Goals:
(1) Which R package does Answer 2 in the R thread name as an easy option?
(2) Reproduce the passage of the R thread from "I would use" to "y[1]) == tail(x, 1))".

Excerpt to read:
▶
R Loop all vectors in a list between each other

Question

I'm still a little green to R. So bear with me.

I have a list of vectors and I would like to compare each vector in the list and then tack on the matching list to the end of the match one. I am looking for robust repeatable solution, regardless of number of vectors in the list.

So if I have a list (lst) made of vectors:

lst <- list(c("a", "b"), c("b", "c"), c("e", "f"), c("c", "g"))

I want to get a list of vectors like this as a result:

[[1]]
[1] "a" "b" "c" "g"

[[2]]
[1] "e" "f"

So I've been able to make this work for a singular instance:

if(any(lst[[1]] %in% lst[[2]])){        
  c(lst[[1]], lst[[2]])
} 

but now I'm trying to loop it over the entire list and this is what I have so far, but I'm a little stuck:

endmembers <- lapply(seq_along(lst), function(i,j){
  x <- lst[[i]]
  x2 <- lst[[j]]
  if(any(x %in% x2)){            
    c(x, x2)                     
  } 
})

Answer 1

I would use a recursive function to stick all the components together, then remove list items that are contained within other items:

#### helper functions ----

# Recursive function to stick list items together

fun <- function(x, d) {
  
  i <- which(sapply(d, function(y) y[1]) == tail(x, 1))
  
  if (length(i) > 0) {
  
    y <- d[[i[1]]]
    x <- c(x, y[2:length(y)])
    x <- fun(x, d)
  
  }
  
  x
}

# is vector inside another vector? - must be in the same sequence and order

inside <- function(x, y) {
  
  if ( isTRUE(all.equal(x, y)) )
    return(FALSE)
  
  if ( length(x) > length(y) )
    return(FALSE)
  
  if ( !any(x %in% y))
    return(FALSE)
  
  !is.unsorted( sapply(x, function(a, b) which(a == b), b = y), strictly = TRUE )
  
}

#### analysis ----

# Stick vectors together if last == first

d <- lapply(lst, fun, d = lst)

# remove list items that are inside other list items - there might be a more
# elegant solution to this, I'm confused by it.

d[!apply(
  sapply(d,
         function(x, y) sapply(y, function(x, y) inside(x, y), y = x),
         y = d),
  1,
  any)]

Answer 2

An easy option is using igraph

library(igraph)
u <- cluster_infomap(graph_from_data_frame(as.data.frame(do.call(rbind,lst))))
out <- split(u$names,u$membership)

which gives

> out
$`1`
[1] "a" "b" "c" "g"

$`2`
[1] "e" "f"

---

If you want base R solution with for loops, here is one version

out <- lst[1]
for (v in lst) {
  flag <- 1
  for (k in 1:length(out)) {
    if (any(v %in% out[[k]])) {
      out[[k]] <- union(out[[k]], v)
      flag <- 0
      break
    }
  }
  if (flag) out[[length(out) + 1]] <- v
}

such that

> out
[[1]]
[1] "a" "b" "c" "g"

[[2]]
[1] "e" "f"

Answer 3

In case anyone wants to know what I did, I followed the code in merging sets which have even one element in common R that was commented.

m <- sapply(lst, function(x) sapply(lst, function(y) (any(x %in% y))))

#determine the groups of the graph constructed from m
groups <- groups(components(graph_from_adjacency_matrix(m)))

#Get the unique elements of each group
endmembers <- lapply(groups,function(x) sort(unique(unlist(lst[x]))))
◀
[Stored items]
▶
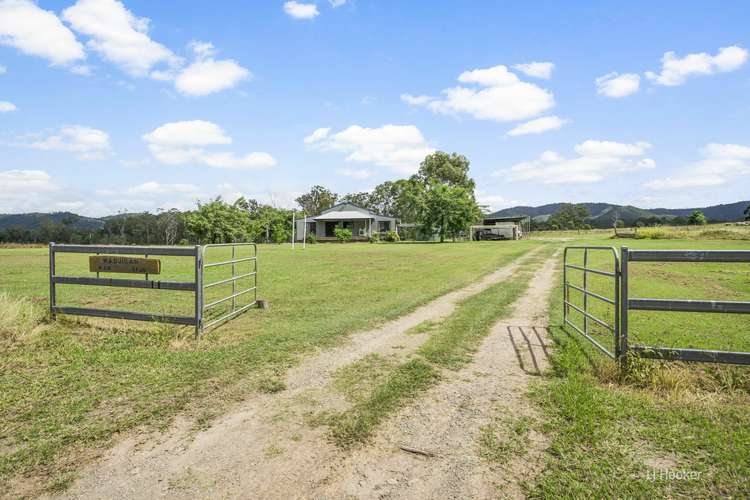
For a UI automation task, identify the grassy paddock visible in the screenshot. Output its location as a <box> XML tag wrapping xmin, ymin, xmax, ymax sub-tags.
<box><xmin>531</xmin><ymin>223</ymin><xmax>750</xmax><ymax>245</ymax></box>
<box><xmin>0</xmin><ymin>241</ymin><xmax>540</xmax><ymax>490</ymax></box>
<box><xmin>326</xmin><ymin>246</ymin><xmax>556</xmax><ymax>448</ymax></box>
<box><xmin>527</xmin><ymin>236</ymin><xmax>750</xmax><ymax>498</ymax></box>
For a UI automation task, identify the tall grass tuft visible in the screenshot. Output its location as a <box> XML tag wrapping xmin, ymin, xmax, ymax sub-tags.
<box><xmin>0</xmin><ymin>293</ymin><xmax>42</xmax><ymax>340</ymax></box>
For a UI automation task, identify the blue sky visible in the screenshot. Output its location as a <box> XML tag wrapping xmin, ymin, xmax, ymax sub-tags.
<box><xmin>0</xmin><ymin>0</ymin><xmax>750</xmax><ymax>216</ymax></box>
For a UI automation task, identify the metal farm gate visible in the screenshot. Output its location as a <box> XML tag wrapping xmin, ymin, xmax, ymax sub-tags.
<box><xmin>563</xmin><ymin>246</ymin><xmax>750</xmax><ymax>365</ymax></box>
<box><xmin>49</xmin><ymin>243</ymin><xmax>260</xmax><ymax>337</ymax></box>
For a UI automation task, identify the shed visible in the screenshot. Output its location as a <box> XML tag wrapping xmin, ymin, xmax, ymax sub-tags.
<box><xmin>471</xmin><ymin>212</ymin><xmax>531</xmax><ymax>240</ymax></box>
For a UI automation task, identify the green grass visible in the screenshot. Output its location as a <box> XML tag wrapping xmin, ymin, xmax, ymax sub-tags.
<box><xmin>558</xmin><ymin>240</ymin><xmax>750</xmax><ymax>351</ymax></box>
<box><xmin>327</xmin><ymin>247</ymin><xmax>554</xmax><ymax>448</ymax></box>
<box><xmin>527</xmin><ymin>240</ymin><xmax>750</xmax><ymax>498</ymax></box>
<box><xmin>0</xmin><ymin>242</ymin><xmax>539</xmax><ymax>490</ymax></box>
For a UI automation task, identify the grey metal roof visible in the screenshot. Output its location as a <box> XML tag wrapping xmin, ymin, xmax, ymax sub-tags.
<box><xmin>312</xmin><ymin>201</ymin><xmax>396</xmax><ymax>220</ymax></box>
◀
▶
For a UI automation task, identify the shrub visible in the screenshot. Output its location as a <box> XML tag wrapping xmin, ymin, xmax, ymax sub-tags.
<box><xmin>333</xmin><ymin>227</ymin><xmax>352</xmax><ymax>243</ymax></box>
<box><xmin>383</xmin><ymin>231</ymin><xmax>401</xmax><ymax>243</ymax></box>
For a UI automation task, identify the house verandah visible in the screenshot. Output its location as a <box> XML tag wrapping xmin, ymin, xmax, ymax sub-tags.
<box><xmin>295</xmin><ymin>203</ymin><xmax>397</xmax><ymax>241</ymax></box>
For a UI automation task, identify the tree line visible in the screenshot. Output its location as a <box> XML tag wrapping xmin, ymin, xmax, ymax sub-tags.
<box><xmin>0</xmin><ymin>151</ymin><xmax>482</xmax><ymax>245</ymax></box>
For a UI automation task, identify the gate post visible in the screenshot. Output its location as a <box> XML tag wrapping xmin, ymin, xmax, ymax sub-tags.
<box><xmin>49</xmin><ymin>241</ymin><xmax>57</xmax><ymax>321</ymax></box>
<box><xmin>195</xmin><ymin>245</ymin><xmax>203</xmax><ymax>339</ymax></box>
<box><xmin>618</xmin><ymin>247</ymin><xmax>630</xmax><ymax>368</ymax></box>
◀
Solved tasks:
(1) igraph

(2)
I would use a recursive function to stick all the components together, then remove list items that are contained within other items:

#### helper functions ----

# Recursive function to stick list items together

fun <- function(x, d) {
  
  i <- which(sapply(d, function(y) y[1]) == tail(x, 1))